WORK TO BE COMPLETED
Reproduce verbatim the final portion of the material below, from the line containing "Box plank walkway for me." through its last line, and nothing else.

□ □ □

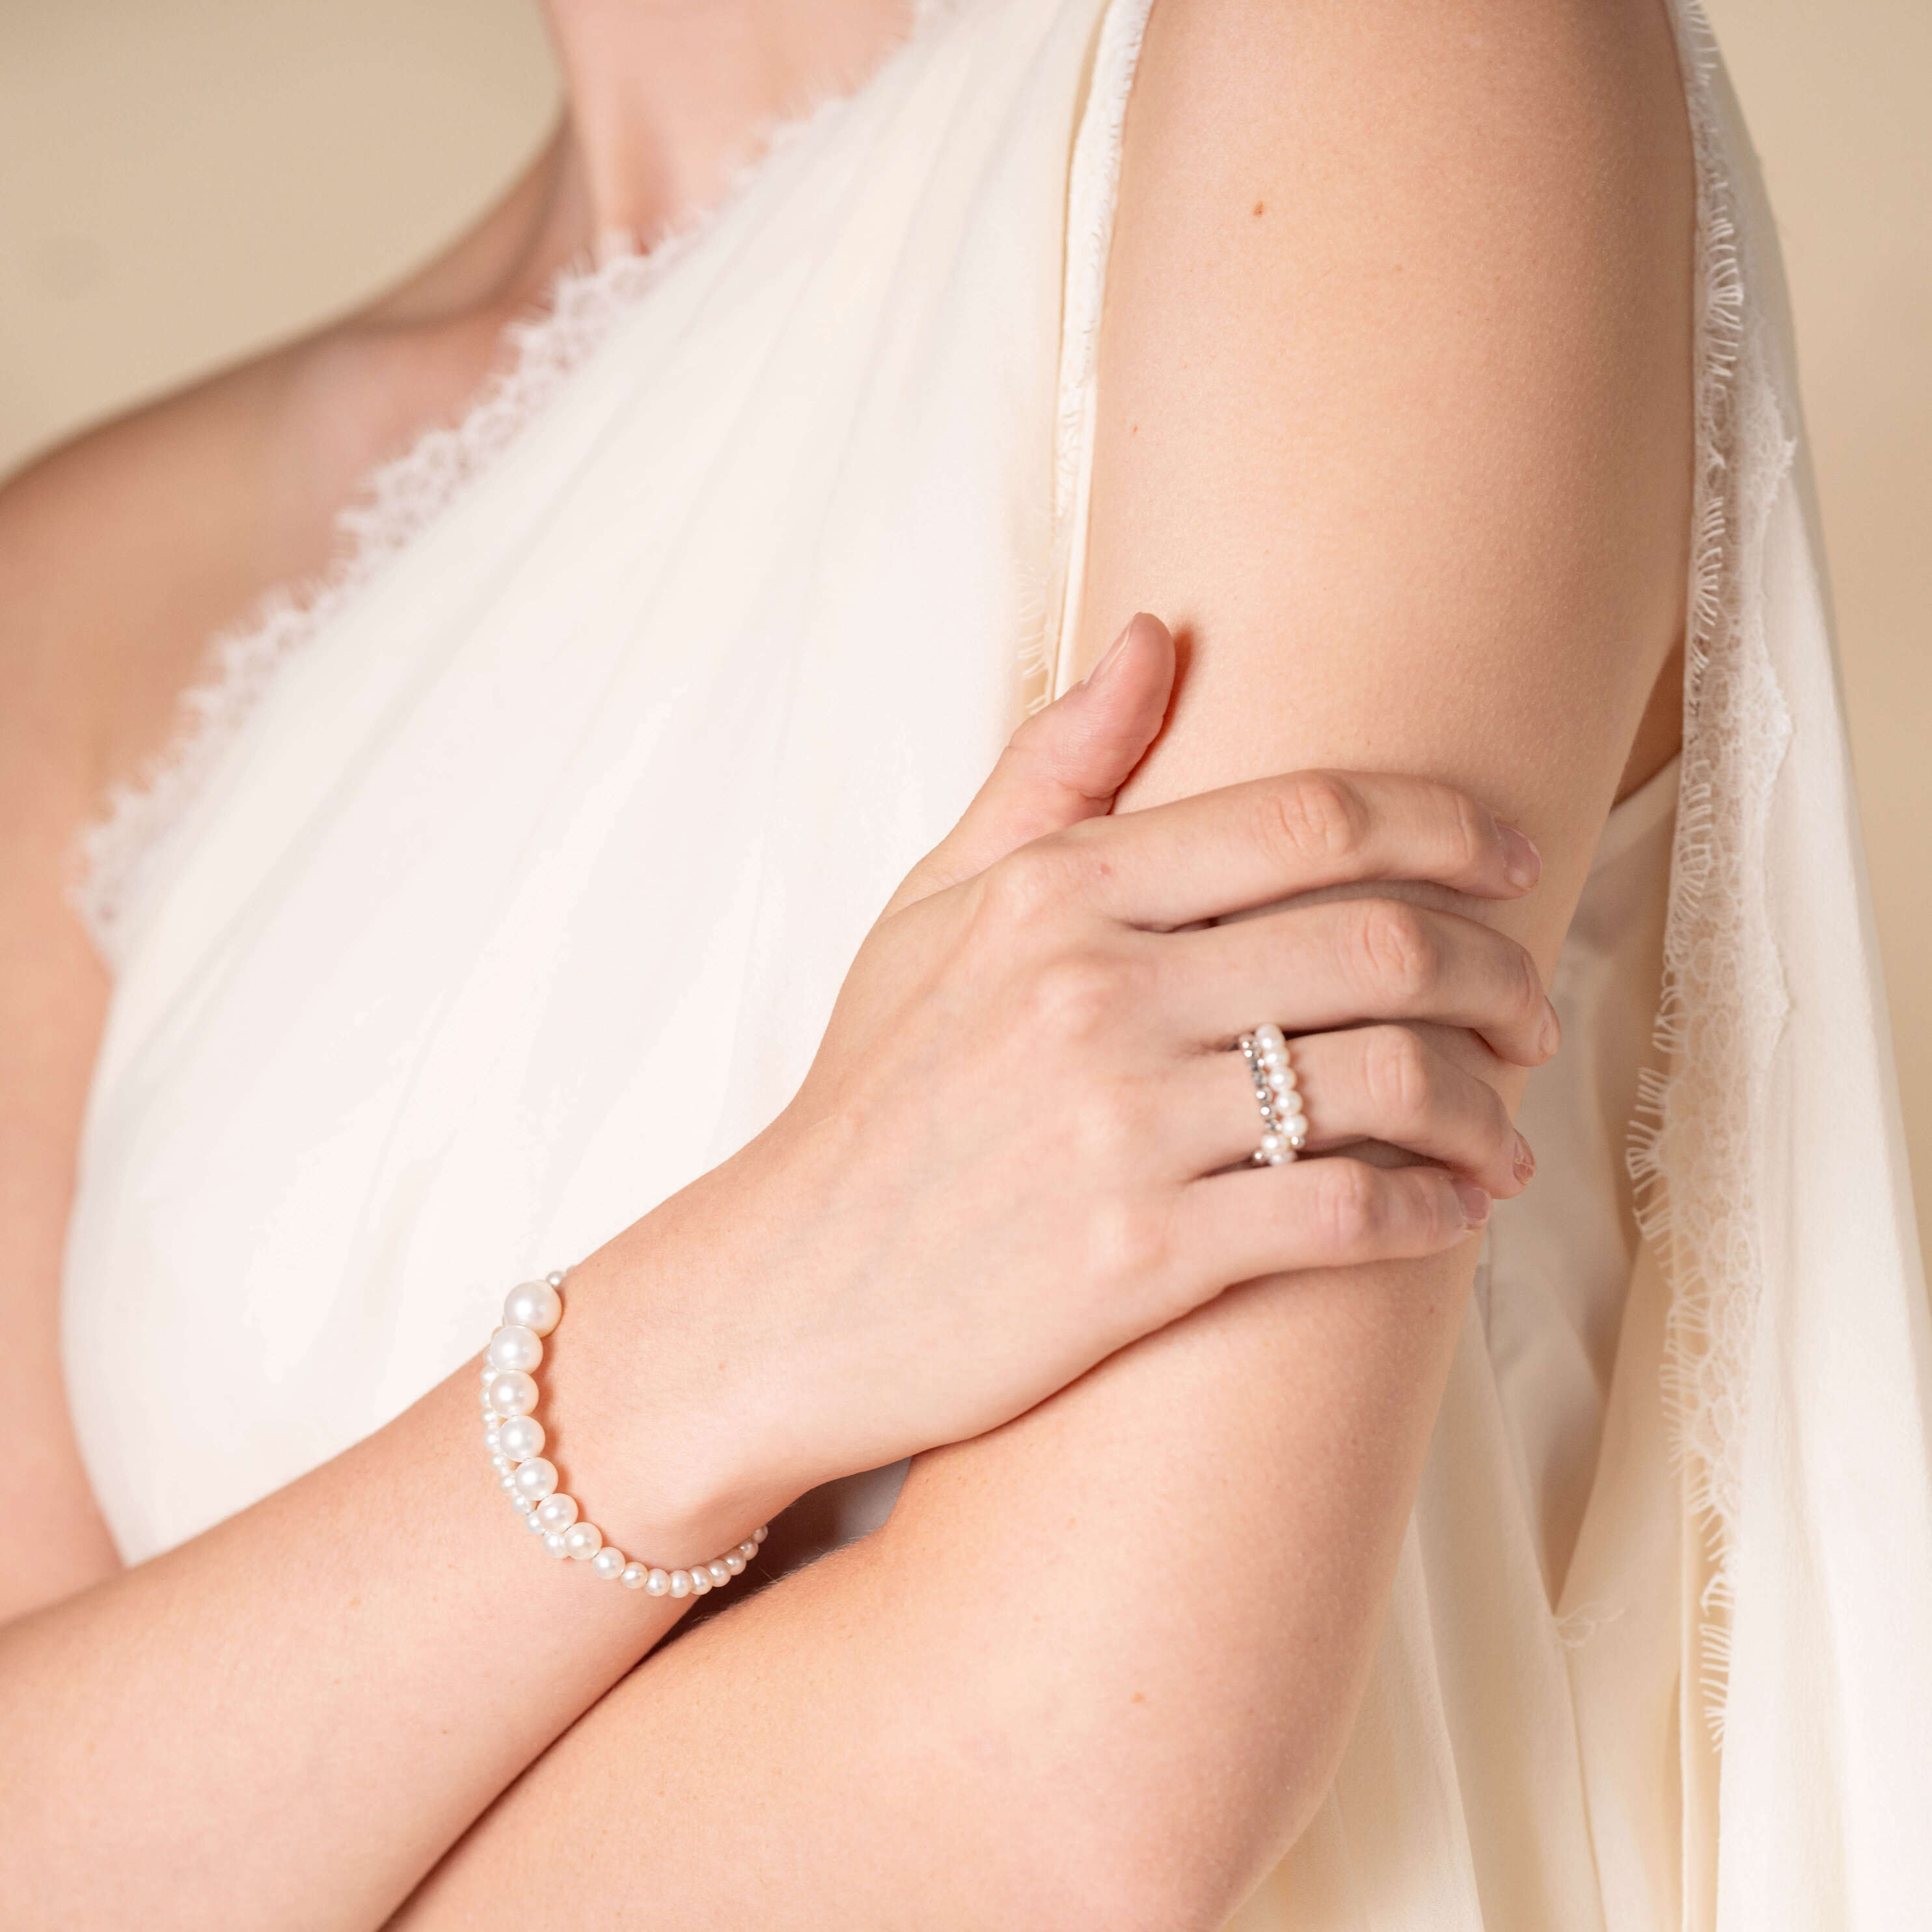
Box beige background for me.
[2,0,1925,1244]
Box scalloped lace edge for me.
[68,1,959,970]
[1627,0,1797,1745]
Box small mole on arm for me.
[1251,200,1266,217]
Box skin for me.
[0,0,1691,1926]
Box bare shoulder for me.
[1,314,500,819]
[1087,0,1695,888]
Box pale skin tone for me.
[0,0,1692,1926]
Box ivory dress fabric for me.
[62,1,1932,1925]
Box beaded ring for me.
[1239,1023,1309,1165]
[482,1271,767,1599]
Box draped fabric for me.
[62,1,1932,1924]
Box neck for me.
[532,0,912,258]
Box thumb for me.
[889,613,1175,910]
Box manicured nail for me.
[1497,819,1542,889]
[1455,1180,1492,1229]
[1511,1134,1536,1184]
[1078,618,1136,692]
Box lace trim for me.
[68,3,958,970]
[1627,0,1797,1744]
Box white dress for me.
[61,1,1932,1924]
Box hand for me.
[571,617,1553,1549]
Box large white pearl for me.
[724,1552,746,1575]
[497,1415,545,1463]
[620,1564,647,1590]
[591,1546,627,1581]
[485,1370,538,1417]
[707,1561,731,1588]
[688,1566,713,1595]
[1254,1022,1286,1052]
[487,1326,543,1374]
[503,1279,564,1338]
[646,1569,670,1596]
[511,1456,559,1503]
[534,1491,578,1532]
[563,1521,602,1561]
[669,1570,692,1598]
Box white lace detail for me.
[68,5,957,970]
[1628,0,1798,1743]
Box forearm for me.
[392,1237,1477,1932]
[0,1240,742,1931]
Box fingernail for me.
[1455,1179,1492,1229]
[1540,996,1562,1057]
[1511,1134,1536,1184]
[1078,618,1136,692]
[1497,819,1542,889]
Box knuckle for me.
[1354,900,1437,1002]
[1082,1190,1171,1297]
[1026,946,1124,1038]
[1264,771,1368,871]
[979,838,1082,925]
[1363,1026,1433,1126]
[1315,1160,1385,1252]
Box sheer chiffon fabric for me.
[62,1,1932,1924]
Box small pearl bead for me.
[485,1370,538,1417]
[497,1415,545,1463]
[707,1561,731,1587]
[670,1571,692,1598]
[487,1325,543,1374]
[524,1507,550,1533]
[503,1279,564,1338]
[483,1424,504,1454]
[479,1384,500,1412]
[688,1566,713,1594]
[591,1546,626,1581]
[724,1552,745,1575]
[543,1531,571,1558]
[753,1525,769,1543]
[646,1569,670,1596]
[564,1521,602,1560]
[1260,1131,1286,1156]
[534,1492,578,1532]
[1283,1111,1308,1137]
[511,1456,559,1503]
[1254,1022,1285,1050]
[620,1564,647,1590]
[498,1472,519,1492]
[489,1452,513,1476]
[482,1365,497,1385]
[513,1495,539,1516]
[737,1542,759,1561]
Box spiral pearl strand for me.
[1240,1023,1309,1164]
[482,1272,767,1598]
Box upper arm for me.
[1081,0,1693,968]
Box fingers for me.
[1157,898,1558,1068]
[1040,768,1540,929]
[1173,1026,1532,1199]
[886,614,1175,913]
[1173,1156,1490,1290]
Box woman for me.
[1,0,1925,1925]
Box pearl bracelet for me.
[481,1271,767,1599]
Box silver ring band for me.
[1239,1024,1309,1165]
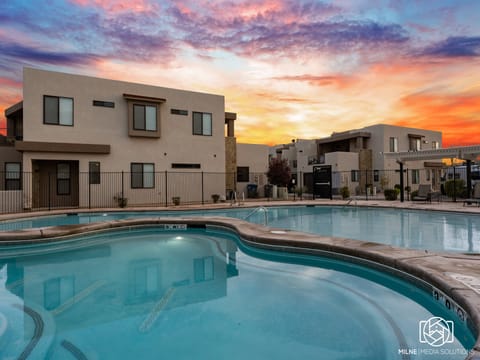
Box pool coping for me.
[0,215,480,358]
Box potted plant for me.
[172,196,181,206]
[384,189,398,201]
[340,186,350,199]
[114,194,128,208]
[211,194,220,203]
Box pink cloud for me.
[70,0,156,13]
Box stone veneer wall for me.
[225,137,237,193]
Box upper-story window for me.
[134,104,157,131]
[193,112,212,136]
[432,141,439,149]
[389,137,398,152]
[124,94,164,138]
[44,95,73,126]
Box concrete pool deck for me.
[0,199,480,358]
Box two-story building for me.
[5,68,235,209]
[272,124,443,196]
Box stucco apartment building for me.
[4,68,238,209]
[272,124,443,195]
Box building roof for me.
[383,145,480,162]
[316,130,371,145]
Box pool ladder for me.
[244,206,268,226]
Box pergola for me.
[383,145,480,201]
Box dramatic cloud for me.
[1,0,479,145]
[421,36,480,57]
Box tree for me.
[267,158,291,186]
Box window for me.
[93,100,115,108]
[193,112,212,136]
[89,162,100,184]
[409,138,421,151]
[412,169,420,184]
[124,94,164,138]
[432,141,439,149]
[194,256,214,282]
[351,170,360,182]
[171,109,188,116]
[426,169,431,181]
[237,167,250,182]
[389,137,398,152]
[57,163,71,195]
[134,104,157,131]
[5,163,21,190]
[373,170,379,182]
[44,95,73,125]
[44,276,75,311]
[171,163,201,169]
[131,163,154,188]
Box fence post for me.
[48,172,51,211]
[399,162,404,202]
[88,173,91,209]
[365,169,368,201]
[453,166,456,202]
[201,171,204,205]
[121,171,124,202]
[165,170,168,207]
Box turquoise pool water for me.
[0,227,475,359]
[1,206,479,253]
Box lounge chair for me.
[463,183,480,206]
[412,184,441,203]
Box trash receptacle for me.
[246,184,258,198]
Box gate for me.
[313,165,332,199]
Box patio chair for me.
[463,183,480,207]
[412,184,441,203]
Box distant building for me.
[271,124,443,195]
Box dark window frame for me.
[43,95,74,126]
[351,170,360,182]
[5,162,21,190]
[237,166,250,182]
[133,104,157,132]
[171,163,201,169]
[57,163,71,195]
[192,112,213,136]
[89,161,101,185]
[131,163,155,189]
[93,100,115,108]
[171,109,188,116]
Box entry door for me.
[313,165,332,199]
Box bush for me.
[444,179,466,198]
[340,186,350,199]
[411,190,418,199]
[267,158,291,186]
[384,189,398,201]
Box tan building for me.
[5,68,236,209]
[236,143,269,197]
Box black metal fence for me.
[0,165,477,214]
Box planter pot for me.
[277,187,288,200]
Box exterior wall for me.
[20,68,227,208]
[364,124,442,171]
[225,137,236,193]
[295,139,317,190]
[236,143,269,197]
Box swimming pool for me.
[1,206,479,253]
[0,226,474,359]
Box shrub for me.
[444,179,466,198]
[267,158,291,186]
[384,189,398,201]
[211,194,220,203]
[340,186,350,199]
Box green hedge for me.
[444,179,466,198]
[384,189,398,201]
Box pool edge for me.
[1,216,480,358]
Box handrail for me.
[244,206,268,226]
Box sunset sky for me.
[1,0,479,147]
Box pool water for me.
[0,227,474,359]
[1,206,479,253]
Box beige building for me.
[236,143,269,197]
[272,124,443,195]
[5,68,236,209]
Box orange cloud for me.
[391,92,480,147]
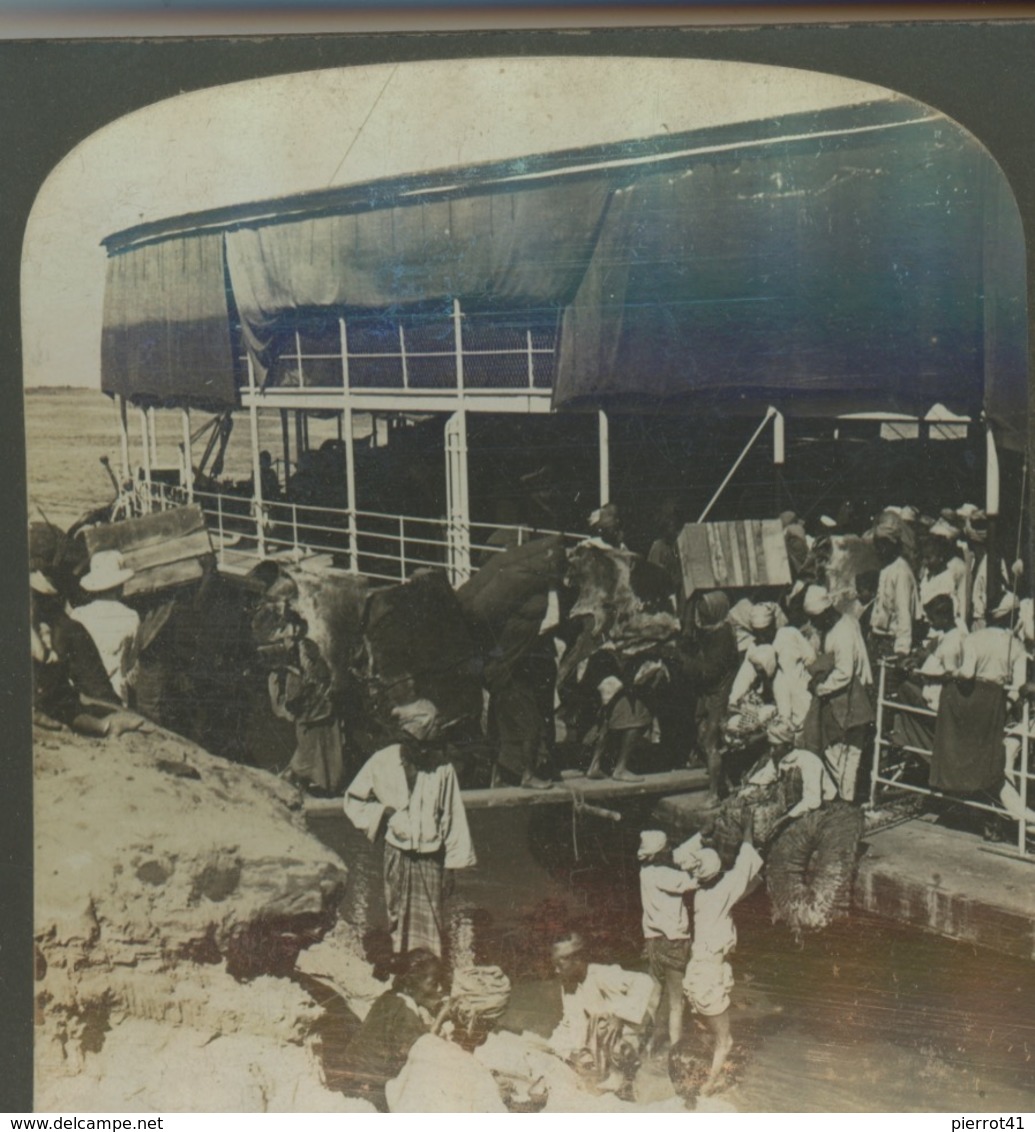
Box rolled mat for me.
[766,801,864,934]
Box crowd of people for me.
[332,493,1034,1109]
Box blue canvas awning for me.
[100,98,1027,448]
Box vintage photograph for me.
[18,33,1035,1114]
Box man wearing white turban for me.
[344,699,476,957]
[802,586,874,801]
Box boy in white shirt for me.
[675,810,763,1095]
[637,830,699,1049]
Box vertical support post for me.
[292,503,300,558]
[295,410,306,460]
[772,406,785,514]
[295,330,305,388]
[280,409,291,484]
[526,329,535,389]
[399,324,409,389]
[138,406,152,510]
[147,405,158,469]
[181,406,193,503]
[340,317,359,574]
[446,298,471,585]
[216,491,225,568]
[246,354,266,558]
[986,420,1002,613]
[1020,699,1030,855]
[598,410,610,507]
[869,659,888,808]
[399,515,407,581]
[115,394,130,484]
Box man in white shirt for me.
[675,810,763,1095]
[869,513,920,657]
[548,931,658,1095]
[759,717,839,818]
[772,623,817,738]
[802,585,874,801]
[344,699,476,957]
[637,830,698,1048]
[70,550,140,705]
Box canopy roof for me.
[101,95,1027,449]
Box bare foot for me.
[612,769,644,783]
[520,773,554,791]
[586,765,608,780]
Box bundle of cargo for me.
[676,518,792,598]
[362,570,483,727]
[82,504,215,595]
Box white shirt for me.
[918,626,968,712]
[690,842,763,962]
[386,1033,506,1113]
[343,745,476,869]
[70,598,139,703]
[871,556,920,654]
[956,627,1028,702]
[549,964,657,1058]
[640,863,698,940]
[779,749,839,817]
[815,613,873,698]
[773,625,817,730]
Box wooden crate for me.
[676,519,791,596]
[83,505,214,596]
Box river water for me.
[309,801,1035,1113]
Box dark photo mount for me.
[5,12,1035,1116]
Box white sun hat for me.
[80,550,134,593]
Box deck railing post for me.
[399,515,407,581]
[340,316,359,574]
[216,492,225,568]
[869,659,888,808]
[138,407,153,512]
[246,353,266,558]
[1020,698,1030,855]
[292,503,300,558]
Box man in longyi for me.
[344,699,476,958]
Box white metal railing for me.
[244,302,556,395]
[131,479,584,587]
[869,659,1032,858]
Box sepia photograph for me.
[8,16,1035,1115]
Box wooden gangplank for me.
[303,767,709,817]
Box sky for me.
[21,56,895,391]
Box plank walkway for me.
[304,766,709,816]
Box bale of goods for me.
[766,801,864,935]
[456,535,567,631]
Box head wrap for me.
[638,830,668,860]
[673,846,722,884]
[747,644,778,678]
[778,510,798,529]
[766,717,796,747]
[873,512,903,543]
[803,585,833,617]
[695,590,730,628]
[450,965,512,1026]
[588,503,621,533]
[964,510,988,543]
[928,519,960,541]
[748,603,776,631]
[819,514,838,530]
[956,503,979,520]
[392,699,441,742]
[900,505,919,523]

□ □ □

WRITTEN RESPONSE
Box plank walkway for me.
[304,766,709,816]
Box bale of goods for me.
[766,801,864,935]
[456,535,567,631]
Box head wrap for me.
[638,830,668,860]
[673,846,722,884]
[747,644,778,678]
[778,510,798,529]
[766,717,796,747]
[873,512,903,543]
[803,585,833,617]
[695,590,730,628]
[450,965,512,1026]
[588,503,621,533]
[964,510,988,543]
[928,519,960,541]
[748,603,776,631]
[819,514,838,530]
[956,503,979,520]
[392,699,441,742]
[900,505,919,523]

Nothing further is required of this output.